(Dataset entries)
::::
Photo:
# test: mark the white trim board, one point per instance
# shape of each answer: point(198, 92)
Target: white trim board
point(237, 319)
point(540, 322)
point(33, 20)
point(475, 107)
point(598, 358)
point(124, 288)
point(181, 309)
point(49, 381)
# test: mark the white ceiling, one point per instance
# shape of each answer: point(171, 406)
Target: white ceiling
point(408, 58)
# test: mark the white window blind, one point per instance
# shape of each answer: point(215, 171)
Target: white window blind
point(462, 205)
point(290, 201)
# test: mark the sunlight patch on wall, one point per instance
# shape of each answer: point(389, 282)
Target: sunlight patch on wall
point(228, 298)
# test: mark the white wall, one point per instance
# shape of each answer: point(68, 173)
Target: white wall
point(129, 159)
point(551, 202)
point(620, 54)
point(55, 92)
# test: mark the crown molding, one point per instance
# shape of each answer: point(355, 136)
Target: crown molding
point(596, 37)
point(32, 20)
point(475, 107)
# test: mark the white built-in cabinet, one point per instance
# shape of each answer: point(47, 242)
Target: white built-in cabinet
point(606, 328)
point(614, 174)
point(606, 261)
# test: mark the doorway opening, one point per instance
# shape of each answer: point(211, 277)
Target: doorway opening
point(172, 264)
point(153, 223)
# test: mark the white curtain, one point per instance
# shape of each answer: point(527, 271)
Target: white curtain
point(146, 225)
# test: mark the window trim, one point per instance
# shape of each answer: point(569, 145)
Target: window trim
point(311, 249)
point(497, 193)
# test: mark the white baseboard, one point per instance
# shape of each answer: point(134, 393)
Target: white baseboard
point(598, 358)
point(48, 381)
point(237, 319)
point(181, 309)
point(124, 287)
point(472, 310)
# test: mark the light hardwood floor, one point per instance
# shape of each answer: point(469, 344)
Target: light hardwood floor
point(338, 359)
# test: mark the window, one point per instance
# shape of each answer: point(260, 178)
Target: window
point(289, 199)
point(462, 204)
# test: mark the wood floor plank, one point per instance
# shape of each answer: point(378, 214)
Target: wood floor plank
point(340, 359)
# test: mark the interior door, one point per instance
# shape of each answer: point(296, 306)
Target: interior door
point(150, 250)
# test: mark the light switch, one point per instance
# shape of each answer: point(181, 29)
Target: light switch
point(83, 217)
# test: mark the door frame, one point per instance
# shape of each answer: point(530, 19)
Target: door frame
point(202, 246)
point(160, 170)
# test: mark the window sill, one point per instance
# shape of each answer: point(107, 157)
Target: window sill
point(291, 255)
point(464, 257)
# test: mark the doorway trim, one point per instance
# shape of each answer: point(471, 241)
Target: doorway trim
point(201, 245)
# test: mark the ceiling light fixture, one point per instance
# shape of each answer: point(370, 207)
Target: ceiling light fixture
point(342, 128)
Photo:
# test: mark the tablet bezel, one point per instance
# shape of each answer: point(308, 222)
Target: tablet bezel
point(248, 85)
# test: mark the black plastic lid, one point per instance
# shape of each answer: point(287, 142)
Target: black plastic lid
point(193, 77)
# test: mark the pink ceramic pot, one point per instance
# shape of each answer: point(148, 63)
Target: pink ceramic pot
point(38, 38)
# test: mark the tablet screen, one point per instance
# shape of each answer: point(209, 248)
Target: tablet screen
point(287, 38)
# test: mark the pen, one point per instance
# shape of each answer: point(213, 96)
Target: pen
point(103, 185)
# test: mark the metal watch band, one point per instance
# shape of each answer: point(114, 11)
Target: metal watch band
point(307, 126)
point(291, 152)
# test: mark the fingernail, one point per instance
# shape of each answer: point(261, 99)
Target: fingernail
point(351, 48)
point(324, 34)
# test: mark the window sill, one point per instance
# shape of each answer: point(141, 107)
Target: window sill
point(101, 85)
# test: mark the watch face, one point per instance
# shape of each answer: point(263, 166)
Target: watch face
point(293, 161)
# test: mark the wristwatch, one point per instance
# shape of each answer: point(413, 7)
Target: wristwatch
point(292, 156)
::::
Task to complete:
The records above should be restated exactly, line for line.

Solved problem:
Photo:
# test: mark the white trim board, one point per instance
# shape of each answer: point(198, 92)
Target: white trim board
point(237, 319)
point(540, 322)
point(33, 20)
point(475, 107)
point(598, 358)
point(124, 288)
point(181, 309)
point(49, 381)
# test: mark the white ceiling, one point per instance
# shape of each answer: point(171, 406)
Target: white ceiling
point(408, 58)
# test: mark the white window blind, one point per instance
# shape of each answer: point(215, 171)
Target: white window blind
point(462, 205)
point(290, 201)
# test: mark the sunlight patch on wall, one point per instance
# shape of each answer: point(389, 282)
Target: sunlight patch on wall
point(228, 298)
# test: mark the white wall, one point per instance
# shape of each answer: point(68, 173)
Target: white wall
point(129, 159)
point(551, 202)
point(620, 54)
point(55, 92)
# test: mark the crown molding, one point per instance
# shape of each answer: point(355, 136)
Target: crown molding
point(596, 37)
point(32, 20)
point(475, 107)
# test: mark the white built-in cabinet, one point per instance
# shape of each answer: point(47, 242)
Target: white built-in cabinet
point(606, 328)
point(614, 174)
point(606, 261)
# test: mark the doorway opening, one point per instance
# shape of each answer: point(211, 277)
Target: doorway opening
point(172, 264)
point(153, 223)
# test: mark the white curtain, one point per instance
# shape of each answer: point(527, 271)
Target: white curtain
point(146, 225)
# test: mark the window trim, one point per instance
# shape of each answer: point(569, 145)
Target: window trim
point(311, 249)
point(497, 193)
# test: mark the white baseboard, one point per instance
# shape of each answer: point(134, 393)
Target: white baseboard
point(598, 358)
point(48, 381)
point(237, 319)
point(181, 309)
point(124, 287)
point(472, 310)
# test: mark the light hardwood floor, one point per instance
# shape of each answer: point(469, 344)
Target: light hardwood floor
point(338, 359)
# test: mark the window, one point per instance
# shape of each answer: point(260, 178)
Target: window
point(289, 199)
point(462, 204)
# test: mark the wood floor plank, one point per instance
# shape of each answer: point(378, 214)
Target: wood floor plank
point(340, 359)
# test: mark the interior door, one point per instance
# shape of each answer: point(296, 306)
Target: interior door
point(150, 250)
# test: mark the light switch, one point per instance
# shape of each answer: point(181, 29)
Target: light switch
point(83, 217)
# test: mark the door frame, one point per instance
# shape of each answer: point(530, 19)
Target: door frame
point(202, 246)
point(160, 170)
# test: mark the window sill, one point per instance
# shape of each answer: point(107, 157)
Target: window sill
point(291, 255)
point(464, 257)
# test: mark the doorway trim, one point per instance
# shape of each answer: point(471, 241)
Target: doorway trim
point(201, 245)
# test: mark the ceiling light fixture, one point per instance
# shape of each answer: point(370, 207)
Target: ceiling light fixture
point(342, 128)
Photo:
# test: mark the tablet bezel, one point per instance
# shape of each answer: point(308, 222)
Target: tablet bezel
point(248, 85)
# test: mark the black plastic lid, one point per instance
# shape of each answer: point(287, 142)
Target: black plastic lid
point(193, 77)
# test: mark the pink ceramic pot, one point per instance
# shape of each answer: point(148, 63)
Target: pink ceramic pot
point(38, 38)
# test: mark the tablet screen, one point per instance
# shape of each answer: point(209, 248)
Target: tablet screen
point(287, 38)
# test: mark the pen, one point per instance
# shape of each answer: point(213, 96)
Target: pen
point(103, 185)
# test: mark the metal watch band, one point per instance
# shape of each answer: point(114, 11)
Target: metal watch band
point(307, 126)
point(291, 152)
# test: mark the fingernail, one point per instance
# shape of each answer: point(261, 99)
Target: fingernail
point(351, 48)
point(324, 34)
# test: mark the window sill, one point per instance
# shape of each answer: point(141, 107)
Target: window sill
point(101, 85)
# test: mark the watch face, one point per instance
# shape of each answer: point(263, 166)
Target: watch face
point(293, 161)
# test: mark the wristwatch, one point per instance
# shape of each answer: point(413, 7)
Target: wristwatch
point(292, 156)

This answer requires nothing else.